• [DOCUMENT SEGMENT]:
Wednesday, February 06, 2008

EFT - A skeptic's experiment

NOTE: I am publishing the first few entries I had started about a week ago, so they are back-dated. From now on, I'll be publishing them here, so the dates will be more accurate.

I have been reading about EFT over the past few days. I decided to try it today, since my husband left for a business trip and I found myself alone with some time on my hands. It took me a while to decide what to try it on first. Should I go for something easy first, just to see how it works, or should I go for some big issue and see what kind of impact might occur?

Well, true to my nature, I went for the whole shebang. I focused on a lifelong issue I have been consciously aware of for quite some time, and have had some success dealing with, but something that I was afraid I might never fully overcome.

I started with the first step, tapping on the side of my right hand, and saying the phrase out loud, “Even though I have this issue, (I stated it specifically), I deeply and completely accept myself.” The first time I said the phrase out loud while tapping, I thought, maybe I bit off more than I can chew. The tears came streaming down my face as I thought about the possibility that I could truly be free of this poisonous issue. I am convinced that it was absolutely poisoning the rest of my life, and all of the other issues I was thinking about addressing are probably secondary, side effects of the emotional poison I have been carrying around all my life.

Right now, I will finish writing this and continue with another round of EFT focused on that issue. The intensity of emotion is already subsiding a little. I can feel the healing beginning, and a little anxiety. The poison has been with me for so long, that the prospect of being free from it brings a little anxiety, only because I can’t picture what that will be like.

Friday, February 01, 2008

Amy's Pursuit of Sanity

Hi, I’m Amy and I’m going to be sharing my story here, I hope you enjoy it.

I think I’m a good guinea pig for saneliving.org, because I have a skeptical nature. I am not religious, therefore I’m not going to be evangelical, and I am willing to admit that I have issues just like most people do. I’m going to share a little bit about my issues, and I will try different self-help techniques on them and report the outcome. I’ll try to be as objective as possible.

The techniques being studied here are: The Secret, EFT (Emotional Freedom Therapy), The Work, and the Sedona Method. You can read more about all of these on saneliving.org.

I have studied The Secret and EFT quite extensively, and I have this to say about them: Even if they don’t work, even if they do not provide miraculous relief from whatever symptom or ailment I try them on, there is absolutely no harm done. I’m not out to disprove the techniques, I just have a pragmatic approach.

I have read what some critics have to say about The Secret and EFT. Understandably, they are alarmed at some of the claims made by people who say they have been healed of serious medical problems. While I do not have anything close to life-threatening, I do want to point out that in all of the material I have read, the authors always append a caveat to each success story involving serious medical problems: Consult with your doctor. Nobody is advocating the abandonment of medical treatment for diagnosed illnesses.

• [DATASET ENTRIES]:
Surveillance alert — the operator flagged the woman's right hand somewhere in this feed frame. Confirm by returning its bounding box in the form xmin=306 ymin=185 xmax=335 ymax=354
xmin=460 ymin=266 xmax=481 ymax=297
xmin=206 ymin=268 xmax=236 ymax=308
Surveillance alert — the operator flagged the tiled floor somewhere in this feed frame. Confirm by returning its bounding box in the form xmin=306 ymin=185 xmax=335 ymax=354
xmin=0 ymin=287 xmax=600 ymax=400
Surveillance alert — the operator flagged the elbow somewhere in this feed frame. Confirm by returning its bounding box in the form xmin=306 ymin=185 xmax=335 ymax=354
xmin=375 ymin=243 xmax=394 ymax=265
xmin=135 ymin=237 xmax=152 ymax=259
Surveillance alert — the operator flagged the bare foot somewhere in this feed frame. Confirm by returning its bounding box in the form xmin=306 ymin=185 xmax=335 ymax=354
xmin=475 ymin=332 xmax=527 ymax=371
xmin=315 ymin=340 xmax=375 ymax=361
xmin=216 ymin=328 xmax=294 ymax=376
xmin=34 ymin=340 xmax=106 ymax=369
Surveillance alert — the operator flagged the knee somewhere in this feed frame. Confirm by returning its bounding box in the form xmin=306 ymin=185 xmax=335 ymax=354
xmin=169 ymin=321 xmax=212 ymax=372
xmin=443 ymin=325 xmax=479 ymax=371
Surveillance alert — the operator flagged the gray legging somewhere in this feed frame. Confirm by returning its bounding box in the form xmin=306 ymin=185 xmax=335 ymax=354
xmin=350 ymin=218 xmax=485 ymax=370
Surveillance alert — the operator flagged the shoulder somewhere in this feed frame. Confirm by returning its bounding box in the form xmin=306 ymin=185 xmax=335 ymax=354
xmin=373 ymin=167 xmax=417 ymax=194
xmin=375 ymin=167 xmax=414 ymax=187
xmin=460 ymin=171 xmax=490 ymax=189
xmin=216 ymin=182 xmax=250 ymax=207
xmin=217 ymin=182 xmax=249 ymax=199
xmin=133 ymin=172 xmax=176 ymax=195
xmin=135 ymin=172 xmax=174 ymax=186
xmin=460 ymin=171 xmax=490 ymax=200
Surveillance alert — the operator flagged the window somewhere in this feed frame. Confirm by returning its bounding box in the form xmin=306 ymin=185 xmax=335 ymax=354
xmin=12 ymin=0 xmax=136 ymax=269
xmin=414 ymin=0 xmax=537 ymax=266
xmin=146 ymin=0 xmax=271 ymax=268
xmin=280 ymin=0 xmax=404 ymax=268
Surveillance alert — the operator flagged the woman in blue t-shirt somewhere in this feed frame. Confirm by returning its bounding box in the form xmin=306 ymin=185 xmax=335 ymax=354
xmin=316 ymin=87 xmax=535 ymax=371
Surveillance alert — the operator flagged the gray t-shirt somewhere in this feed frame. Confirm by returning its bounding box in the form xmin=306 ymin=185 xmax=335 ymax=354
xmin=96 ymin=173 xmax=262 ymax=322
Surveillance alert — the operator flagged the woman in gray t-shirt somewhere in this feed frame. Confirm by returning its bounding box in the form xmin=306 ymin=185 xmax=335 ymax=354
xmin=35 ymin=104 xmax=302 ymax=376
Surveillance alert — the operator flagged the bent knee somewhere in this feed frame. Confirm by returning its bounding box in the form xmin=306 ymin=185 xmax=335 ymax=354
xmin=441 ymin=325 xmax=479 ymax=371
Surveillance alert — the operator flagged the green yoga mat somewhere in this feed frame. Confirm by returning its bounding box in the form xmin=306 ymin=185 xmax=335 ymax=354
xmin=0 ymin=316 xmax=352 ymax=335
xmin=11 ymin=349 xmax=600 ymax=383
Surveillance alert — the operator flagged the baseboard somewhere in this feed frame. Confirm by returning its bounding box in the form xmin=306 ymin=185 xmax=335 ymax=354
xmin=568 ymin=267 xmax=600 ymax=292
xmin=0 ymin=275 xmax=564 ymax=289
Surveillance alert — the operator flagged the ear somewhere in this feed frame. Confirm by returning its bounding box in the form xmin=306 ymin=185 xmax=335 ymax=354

==

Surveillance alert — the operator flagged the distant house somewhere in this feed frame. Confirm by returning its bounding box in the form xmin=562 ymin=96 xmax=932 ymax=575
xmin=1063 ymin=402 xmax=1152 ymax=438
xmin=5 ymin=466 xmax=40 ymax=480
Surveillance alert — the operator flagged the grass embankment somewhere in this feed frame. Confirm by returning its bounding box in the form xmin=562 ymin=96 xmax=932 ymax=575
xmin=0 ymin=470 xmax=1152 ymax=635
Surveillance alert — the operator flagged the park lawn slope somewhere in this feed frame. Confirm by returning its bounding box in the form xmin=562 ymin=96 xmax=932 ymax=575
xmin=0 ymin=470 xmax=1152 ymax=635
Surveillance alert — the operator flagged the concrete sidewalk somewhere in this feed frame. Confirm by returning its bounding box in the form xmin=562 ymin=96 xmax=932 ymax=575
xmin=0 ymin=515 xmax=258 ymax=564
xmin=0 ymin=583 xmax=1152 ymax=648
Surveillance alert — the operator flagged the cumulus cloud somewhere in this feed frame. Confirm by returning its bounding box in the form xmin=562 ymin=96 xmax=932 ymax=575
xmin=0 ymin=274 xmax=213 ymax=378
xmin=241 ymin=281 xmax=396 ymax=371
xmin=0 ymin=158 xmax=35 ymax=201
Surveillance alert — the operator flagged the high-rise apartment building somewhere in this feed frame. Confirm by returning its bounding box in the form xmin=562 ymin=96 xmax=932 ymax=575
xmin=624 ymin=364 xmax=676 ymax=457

---

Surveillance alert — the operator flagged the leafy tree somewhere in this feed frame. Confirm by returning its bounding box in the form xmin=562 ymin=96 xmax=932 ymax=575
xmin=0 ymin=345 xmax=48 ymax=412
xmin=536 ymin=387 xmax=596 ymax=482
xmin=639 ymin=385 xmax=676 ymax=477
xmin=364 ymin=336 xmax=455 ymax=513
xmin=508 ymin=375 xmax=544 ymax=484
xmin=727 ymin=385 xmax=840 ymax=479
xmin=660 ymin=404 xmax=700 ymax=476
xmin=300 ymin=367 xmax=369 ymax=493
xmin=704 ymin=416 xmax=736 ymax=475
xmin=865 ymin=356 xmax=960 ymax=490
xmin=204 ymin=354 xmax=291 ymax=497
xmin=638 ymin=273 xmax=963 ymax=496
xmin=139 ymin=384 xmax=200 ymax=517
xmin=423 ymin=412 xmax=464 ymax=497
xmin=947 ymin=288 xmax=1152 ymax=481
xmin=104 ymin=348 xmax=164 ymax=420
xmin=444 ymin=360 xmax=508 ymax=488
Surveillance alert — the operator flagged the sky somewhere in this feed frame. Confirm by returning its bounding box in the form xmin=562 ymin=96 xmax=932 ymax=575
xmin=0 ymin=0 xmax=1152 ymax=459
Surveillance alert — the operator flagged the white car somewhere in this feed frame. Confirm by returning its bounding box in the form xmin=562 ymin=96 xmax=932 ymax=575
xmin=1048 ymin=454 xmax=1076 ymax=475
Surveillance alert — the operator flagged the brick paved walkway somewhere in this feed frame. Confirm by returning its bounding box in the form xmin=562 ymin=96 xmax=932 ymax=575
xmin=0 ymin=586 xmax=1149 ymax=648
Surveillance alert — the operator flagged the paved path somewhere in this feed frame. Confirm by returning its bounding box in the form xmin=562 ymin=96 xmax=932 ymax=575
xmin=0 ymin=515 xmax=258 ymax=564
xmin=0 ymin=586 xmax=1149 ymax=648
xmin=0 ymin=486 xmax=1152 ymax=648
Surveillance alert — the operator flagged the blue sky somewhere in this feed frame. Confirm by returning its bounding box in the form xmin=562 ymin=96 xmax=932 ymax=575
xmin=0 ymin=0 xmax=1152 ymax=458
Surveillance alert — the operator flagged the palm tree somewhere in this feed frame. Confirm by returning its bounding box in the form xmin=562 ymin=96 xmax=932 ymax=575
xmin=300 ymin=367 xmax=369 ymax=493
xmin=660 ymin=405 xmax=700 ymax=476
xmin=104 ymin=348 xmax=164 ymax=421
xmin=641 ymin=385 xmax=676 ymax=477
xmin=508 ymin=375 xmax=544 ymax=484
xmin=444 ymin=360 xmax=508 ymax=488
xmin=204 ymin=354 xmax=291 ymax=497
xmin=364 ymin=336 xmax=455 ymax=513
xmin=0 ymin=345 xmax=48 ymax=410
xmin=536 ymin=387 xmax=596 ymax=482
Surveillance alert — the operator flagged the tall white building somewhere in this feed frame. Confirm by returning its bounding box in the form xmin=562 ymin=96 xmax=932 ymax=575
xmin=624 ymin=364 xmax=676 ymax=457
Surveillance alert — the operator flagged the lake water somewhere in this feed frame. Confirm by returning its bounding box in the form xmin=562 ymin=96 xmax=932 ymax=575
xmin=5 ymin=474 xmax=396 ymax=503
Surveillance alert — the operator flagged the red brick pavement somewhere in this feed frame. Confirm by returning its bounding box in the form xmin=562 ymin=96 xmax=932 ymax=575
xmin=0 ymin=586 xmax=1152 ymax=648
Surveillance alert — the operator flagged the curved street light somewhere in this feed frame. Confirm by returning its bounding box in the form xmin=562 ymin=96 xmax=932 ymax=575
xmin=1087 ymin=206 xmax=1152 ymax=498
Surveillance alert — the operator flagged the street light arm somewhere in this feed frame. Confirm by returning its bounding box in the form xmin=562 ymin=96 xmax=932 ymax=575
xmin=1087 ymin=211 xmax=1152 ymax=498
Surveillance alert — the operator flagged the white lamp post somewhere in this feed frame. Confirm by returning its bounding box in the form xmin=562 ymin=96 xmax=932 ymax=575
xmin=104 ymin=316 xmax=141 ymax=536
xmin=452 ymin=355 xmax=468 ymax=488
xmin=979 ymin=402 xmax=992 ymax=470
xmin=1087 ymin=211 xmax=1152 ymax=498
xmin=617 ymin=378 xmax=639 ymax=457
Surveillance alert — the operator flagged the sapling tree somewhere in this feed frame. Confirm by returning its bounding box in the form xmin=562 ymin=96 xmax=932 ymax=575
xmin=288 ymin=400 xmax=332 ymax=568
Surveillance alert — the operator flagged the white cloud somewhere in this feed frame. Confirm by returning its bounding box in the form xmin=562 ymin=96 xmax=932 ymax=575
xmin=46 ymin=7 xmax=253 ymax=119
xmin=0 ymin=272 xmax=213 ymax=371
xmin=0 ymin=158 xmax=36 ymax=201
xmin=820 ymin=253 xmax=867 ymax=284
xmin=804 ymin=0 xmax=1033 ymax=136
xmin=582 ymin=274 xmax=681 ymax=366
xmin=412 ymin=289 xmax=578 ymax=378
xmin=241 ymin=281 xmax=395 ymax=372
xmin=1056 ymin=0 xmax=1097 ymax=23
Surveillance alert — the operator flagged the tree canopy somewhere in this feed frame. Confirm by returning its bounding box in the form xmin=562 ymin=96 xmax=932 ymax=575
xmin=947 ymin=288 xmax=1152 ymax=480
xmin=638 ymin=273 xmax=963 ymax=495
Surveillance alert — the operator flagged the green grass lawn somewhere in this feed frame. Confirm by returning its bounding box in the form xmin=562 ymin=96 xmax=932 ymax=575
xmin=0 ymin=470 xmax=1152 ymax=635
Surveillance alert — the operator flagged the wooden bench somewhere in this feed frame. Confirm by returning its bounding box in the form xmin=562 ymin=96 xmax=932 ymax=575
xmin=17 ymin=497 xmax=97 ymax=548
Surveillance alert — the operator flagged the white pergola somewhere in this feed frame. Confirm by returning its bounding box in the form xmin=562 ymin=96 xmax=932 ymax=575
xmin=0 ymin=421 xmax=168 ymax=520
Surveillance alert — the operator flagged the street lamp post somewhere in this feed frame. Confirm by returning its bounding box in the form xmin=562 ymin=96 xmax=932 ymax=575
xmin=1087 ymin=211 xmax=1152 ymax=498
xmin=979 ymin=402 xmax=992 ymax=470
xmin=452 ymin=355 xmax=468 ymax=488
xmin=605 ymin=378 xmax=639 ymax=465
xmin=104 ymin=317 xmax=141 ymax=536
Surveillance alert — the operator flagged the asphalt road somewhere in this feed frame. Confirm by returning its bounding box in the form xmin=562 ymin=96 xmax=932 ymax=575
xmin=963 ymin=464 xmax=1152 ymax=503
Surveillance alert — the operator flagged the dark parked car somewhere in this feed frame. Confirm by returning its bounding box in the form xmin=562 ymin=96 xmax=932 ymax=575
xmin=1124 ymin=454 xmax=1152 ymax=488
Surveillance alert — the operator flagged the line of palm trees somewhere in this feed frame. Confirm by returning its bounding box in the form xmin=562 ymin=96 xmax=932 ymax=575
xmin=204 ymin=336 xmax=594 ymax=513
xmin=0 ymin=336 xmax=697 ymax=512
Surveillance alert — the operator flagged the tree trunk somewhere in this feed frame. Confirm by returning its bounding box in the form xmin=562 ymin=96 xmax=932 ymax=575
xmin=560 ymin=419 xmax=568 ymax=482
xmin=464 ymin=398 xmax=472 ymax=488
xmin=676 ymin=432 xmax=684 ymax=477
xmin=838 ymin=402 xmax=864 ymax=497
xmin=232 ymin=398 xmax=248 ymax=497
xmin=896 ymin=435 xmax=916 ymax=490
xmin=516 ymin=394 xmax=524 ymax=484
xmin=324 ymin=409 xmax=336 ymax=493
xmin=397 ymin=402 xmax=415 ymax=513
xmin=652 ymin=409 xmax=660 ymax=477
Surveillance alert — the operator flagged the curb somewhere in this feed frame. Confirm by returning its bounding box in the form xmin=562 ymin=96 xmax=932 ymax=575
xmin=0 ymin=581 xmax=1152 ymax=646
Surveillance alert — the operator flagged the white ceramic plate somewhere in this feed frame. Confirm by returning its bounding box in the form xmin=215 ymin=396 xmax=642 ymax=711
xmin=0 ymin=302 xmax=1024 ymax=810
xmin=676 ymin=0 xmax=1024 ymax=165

• [TASK STATEMENT]:
Rewrite the passage of the blog post about EFT that opens with the words "NOTE: I am publishing" and closes with "never fully overcome.", putting "weekend trip" in place of "business trip". The entries have nothing to do with the blog post about EFT.

• [ANSWER TO THIS EXERCISE]:
NOTE: I am publishing the first few entries I had started about a week ago, so they are back-dated. From now on, I'll be publishing them here, so the dates will be more accurate.

I have been reading about EFT over the past few days. I decided to try it today, since my husband left for a weekend trip and I found myself alone with some time on my hands. It took me a while to decide what to try it on first. Should I go for something easy first, just to see how it works, or should I go for some big issue and see what kind of impact might occur?

Well, true to my nature, I went for the whole shebang. I focused on a lifelong issue I have been consciously aware of for quite some time, and have had some success dealing with, but something that I was afraid I might never fully overcome.